» AIM OF THE TASK: This task calls for the lines below starting at the one containing "hand gripping racket." and ending at the one containing "pendant light chain.", repeated exactly with both ends kept and pictures left out.

» PROVIDED RECORDS:
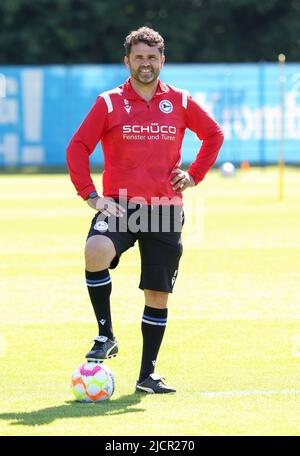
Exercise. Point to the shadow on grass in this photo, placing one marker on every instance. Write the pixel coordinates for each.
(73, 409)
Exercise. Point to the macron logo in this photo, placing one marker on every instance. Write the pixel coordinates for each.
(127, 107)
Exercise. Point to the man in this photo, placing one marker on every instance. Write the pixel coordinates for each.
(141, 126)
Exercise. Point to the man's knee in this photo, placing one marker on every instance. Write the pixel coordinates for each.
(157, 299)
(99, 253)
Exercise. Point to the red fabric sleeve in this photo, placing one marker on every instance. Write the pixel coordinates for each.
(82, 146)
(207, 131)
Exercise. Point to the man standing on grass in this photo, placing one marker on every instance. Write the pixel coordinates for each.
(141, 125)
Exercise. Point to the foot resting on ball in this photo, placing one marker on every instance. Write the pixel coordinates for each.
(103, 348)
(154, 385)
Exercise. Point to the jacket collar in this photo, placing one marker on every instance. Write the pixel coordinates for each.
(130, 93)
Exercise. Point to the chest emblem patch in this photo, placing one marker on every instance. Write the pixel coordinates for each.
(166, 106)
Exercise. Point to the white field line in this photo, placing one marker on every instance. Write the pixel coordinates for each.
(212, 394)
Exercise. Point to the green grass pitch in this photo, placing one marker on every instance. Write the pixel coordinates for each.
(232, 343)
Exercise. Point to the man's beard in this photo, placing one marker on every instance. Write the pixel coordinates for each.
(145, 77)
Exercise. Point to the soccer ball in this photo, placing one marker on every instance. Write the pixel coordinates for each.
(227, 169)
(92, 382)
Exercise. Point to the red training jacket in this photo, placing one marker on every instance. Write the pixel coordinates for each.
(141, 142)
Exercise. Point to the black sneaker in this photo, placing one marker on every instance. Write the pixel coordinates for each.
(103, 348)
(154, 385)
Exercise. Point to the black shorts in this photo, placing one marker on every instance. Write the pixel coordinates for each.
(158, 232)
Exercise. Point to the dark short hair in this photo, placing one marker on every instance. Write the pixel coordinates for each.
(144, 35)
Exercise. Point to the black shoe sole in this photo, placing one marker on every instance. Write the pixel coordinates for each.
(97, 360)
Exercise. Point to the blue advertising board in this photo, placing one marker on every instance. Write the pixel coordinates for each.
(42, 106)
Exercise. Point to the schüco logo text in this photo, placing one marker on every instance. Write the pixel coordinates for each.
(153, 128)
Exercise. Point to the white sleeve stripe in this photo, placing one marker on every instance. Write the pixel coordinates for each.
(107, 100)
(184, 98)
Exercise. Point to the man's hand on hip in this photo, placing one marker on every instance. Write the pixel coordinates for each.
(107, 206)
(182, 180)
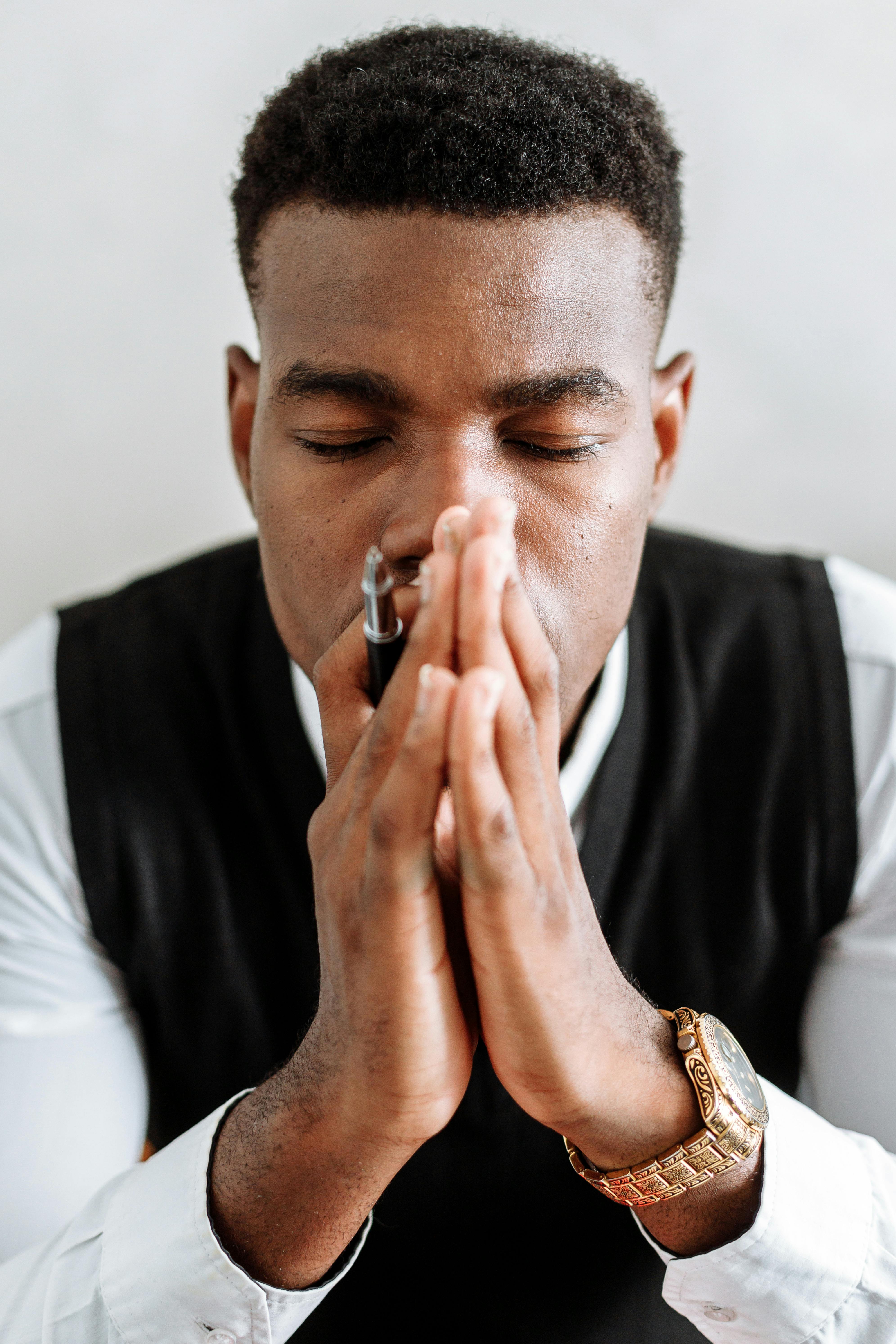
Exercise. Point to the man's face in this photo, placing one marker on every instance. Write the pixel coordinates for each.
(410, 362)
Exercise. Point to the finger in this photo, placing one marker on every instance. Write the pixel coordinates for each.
--
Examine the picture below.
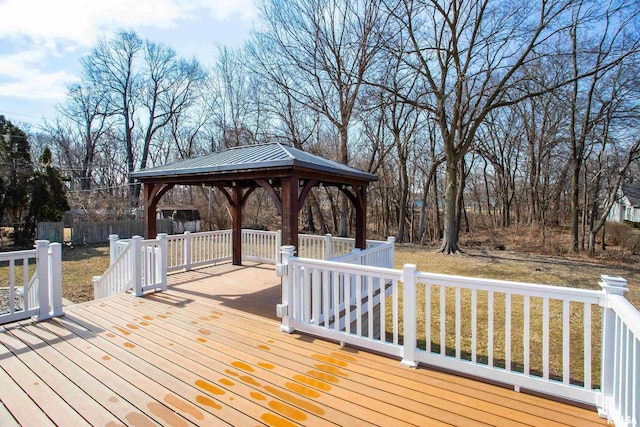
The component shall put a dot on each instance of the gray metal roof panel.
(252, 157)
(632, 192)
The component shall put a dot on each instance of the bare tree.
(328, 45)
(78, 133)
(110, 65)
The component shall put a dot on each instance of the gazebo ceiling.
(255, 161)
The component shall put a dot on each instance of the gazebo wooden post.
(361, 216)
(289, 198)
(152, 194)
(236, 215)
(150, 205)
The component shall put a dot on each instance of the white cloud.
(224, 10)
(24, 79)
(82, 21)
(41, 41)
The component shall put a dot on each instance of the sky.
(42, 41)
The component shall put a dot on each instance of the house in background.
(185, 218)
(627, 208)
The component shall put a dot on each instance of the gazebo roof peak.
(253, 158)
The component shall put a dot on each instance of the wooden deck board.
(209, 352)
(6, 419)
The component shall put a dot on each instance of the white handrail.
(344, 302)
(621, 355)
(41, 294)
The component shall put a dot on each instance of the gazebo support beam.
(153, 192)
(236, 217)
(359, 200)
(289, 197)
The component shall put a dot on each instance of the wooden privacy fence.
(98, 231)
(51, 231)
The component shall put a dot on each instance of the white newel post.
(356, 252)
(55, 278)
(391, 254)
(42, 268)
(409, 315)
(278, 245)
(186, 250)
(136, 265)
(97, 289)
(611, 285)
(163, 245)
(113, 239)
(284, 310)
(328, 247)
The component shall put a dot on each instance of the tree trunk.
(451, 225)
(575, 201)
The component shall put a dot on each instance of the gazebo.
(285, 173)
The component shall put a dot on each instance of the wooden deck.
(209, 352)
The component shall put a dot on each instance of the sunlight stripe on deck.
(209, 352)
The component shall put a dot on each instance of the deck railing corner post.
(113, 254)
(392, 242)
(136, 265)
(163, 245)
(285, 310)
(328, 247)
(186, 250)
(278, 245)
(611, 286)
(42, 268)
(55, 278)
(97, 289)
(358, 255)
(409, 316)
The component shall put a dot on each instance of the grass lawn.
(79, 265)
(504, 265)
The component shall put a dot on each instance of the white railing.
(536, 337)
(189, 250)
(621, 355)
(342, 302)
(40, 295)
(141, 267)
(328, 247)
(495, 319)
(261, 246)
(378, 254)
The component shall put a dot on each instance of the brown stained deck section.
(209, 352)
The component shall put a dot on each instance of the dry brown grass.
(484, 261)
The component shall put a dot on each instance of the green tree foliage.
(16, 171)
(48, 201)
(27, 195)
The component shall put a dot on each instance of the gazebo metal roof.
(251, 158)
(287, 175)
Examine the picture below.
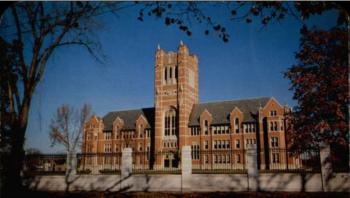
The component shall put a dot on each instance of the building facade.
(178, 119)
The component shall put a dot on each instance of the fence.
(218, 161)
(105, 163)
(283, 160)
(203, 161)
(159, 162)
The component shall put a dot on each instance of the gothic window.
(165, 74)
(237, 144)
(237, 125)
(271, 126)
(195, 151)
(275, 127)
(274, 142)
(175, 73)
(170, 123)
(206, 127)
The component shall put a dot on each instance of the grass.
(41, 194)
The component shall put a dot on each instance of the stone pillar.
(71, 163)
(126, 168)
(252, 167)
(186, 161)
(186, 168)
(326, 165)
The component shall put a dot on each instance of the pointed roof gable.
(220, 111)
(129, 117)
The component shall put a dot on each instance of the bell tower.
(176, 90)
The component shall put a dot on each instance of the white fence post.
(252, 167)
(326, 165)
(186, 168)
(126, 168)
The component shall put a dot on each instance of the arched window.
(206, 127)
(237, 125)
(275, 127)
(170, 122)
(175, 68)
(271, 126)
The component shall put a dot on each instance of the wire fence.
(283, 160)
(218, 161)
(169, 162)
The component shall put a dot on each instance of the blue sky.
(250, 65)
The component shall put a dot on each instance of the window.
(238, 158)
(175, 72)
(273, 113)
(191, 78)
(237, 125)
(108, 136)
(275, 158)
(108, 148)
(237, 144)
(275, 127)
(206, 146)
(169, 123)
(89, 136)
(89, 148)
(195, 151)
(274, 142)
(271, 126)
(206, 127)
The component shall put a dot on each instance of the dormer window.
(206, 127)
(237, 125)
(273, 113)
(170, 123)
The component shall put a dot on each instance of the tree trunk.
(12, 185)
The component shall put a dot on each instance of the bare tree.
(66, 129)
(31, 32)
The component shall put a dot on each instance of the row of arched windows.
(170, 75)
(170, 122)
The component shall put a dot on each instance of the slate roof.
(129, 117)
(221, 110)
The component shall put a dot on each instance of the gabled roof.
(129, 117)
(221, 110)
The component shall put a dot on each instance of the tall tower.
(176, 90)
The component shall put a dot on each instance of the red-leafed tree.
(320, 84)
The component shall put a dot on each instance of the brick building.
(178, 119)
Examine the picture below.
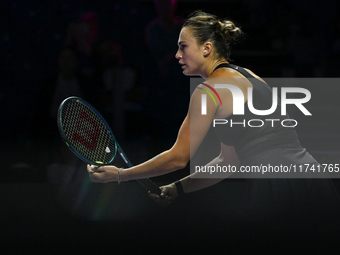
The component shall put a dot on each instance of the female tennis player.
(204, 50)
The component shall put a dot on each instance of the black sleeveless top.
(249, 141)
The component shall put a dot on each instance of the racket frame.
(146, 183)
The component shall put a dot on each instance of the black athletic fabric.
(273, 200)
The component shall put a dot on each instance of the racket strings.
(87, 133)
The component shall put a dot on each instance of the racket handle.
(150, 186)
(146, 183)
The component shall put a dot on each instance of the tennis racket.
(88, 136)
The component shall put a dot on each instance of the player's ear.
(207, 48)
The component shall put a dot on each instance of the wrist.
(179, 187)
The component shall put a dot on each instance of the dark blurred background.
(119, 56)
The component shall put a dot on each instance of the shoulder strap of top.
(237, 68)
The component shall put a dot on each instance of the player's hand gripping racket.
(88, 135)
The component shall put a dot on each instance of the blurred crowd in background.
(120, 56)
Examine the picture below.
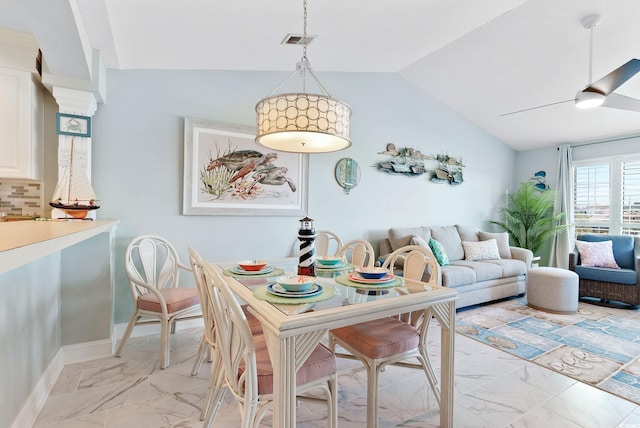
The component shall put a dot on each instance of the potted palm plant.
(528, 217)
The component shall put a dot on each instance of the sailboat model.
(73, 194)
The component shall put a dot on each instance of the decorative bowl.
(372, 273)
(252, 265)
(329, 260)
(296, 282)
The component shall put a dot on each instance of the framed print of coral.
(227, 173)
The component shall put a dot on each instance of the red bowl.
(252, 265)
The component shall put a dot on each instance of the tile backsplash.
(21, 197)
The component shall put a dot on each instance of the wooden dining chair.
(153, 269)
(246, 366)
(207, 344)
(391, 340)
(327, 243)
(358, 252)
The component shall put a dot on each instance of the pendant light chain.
* * *
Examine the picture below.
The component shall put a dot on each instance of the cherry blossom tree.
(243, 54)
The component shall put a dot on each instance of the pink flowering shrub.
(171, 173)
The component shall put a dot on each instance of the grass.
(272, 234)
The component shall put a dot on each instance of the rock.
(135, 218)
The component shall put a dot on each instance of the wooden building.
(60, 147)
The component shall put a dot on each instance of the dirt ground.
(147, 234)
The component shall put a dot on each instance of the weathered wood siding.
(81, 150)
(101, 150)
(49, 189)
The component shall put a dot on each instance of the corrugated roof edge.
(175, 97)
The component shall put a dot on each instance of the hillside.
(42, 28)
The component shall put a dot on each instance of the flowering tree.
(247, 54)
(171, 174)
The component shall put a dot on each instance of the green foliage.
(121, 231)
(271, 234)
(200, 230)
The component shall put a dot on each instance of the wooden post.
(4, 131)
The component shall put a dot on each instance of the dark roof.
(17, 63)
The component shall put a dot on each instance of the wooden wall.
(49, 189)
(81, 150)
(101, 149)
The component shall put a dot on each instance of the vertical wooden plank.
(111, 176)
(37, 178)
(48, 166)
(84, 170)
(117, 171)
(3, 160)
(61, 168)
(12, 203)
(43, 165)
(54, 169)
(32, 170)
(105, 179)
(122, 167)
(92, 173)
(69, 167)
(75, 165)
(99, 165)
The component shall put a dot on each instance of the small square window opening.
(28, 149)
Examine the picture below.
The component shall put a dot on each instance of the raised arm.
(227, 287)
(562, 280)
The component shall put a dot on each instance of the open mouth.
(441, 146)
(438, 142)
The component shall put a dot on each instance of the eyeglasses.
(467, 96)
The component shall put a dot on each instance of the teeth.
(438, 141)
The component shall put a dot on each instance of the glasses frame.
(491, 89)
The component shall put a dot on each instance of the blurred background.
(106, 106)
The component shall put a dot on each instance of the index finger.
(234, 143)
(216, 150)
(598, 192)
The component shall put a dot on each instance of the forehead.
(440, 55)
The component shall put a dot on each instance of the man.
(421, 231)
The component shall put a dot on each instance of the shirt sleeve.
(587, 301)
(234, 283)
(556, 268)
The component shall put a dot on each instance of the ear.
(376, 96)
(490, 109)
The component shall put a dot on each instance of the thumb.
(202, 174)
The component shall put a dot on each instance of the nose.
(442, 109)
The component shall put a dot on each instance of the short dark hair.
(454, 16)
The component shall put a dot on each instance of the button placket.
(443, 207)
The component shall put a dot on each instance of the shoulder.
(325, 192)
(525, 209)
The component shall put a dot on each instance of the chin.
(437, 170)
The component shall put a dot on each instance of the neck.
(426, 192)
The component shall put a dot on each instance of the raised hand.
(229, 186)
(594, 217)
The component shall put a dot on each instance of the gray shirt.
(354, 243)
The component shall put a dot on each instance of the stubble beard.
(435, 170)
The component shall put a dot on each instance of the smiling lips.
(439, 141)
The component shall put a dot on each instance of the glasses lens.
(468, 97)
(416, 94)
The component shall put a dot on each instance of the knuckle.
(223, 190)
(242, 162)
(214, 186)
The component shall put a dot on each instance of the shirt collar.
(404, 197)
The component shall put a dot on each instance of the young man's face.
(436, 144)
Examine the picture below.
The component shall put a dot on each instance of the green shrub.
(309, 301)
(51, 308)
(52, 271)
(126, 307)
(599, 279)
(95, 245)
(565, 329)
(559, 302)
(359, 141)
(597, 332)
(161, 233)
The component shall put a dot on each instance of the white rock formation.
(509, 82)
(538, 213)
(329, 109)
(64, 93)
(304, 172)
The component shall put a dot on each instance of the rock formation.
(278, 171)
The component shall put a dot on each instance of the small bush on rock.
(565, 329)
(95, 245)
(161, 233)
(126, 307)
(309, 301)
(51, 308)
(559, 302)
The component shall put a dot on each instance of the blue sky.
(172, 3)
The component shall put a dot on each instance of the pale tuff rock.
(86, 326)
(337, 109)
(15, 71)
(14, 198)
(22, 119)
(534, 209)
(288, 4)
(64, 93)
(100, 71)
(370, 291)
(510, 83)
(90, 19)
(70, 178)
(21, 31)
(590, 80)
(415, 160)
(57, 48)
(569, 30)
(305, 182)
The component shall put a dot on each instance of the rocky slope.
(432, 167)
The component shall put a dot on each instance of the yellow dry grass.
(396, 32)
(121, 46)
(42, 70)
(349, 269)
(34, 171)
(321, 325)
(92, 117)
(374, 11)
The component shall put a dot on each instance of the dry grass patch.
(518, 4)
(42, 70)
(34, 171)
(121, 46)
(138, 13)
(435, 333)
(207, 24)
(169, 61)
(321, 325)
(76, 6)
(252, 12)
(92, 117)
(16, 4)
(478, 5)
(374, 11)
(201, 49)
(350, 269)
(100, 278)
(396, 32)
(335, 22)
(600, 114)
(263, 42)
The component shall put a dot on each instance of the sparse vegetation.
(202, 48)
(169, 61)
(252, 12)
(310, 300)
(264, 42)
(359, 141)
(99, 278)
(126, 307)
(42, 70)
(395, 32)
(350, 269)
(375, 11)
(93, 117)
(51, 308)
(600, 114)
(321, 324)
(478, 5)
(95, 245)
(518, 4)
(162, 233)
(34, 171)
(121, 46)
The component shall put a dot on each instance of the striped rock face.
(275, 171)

» EXERCISE ANSWER:
The component shall put a dot on each instance of the player's hand gripping racket.
(88, 135)
The component shall put a dot on each instance of the blurred crowd in background.
(120, 56)
Examine the picture below.
The component shall put a dot on each instance of the potted palm plant.
(528, 217)
The component shall put a dot on each instance of the sailboat model.
(73, 194)
The component shall put a dot on each instance of the decorative bowl.
(372, 273)
(252, 265)
(329, 260)
(296, 282)
The component shall put a dot on each instance of the framed print of coral.
(227, 173)
The component shall put a dot on each instance of the red bowl.
(252, 265)
The component shall put a dot on each instance of the tile backsplash.
(21, 197)
The component shall put a dot on each instance of the wooden dining chair.
(153, 269)
(246, 366)
(207, 344)
(391, 340)
(327, 243)
(358, 252)
The component shall put a dot on each instance of the pendant light chain.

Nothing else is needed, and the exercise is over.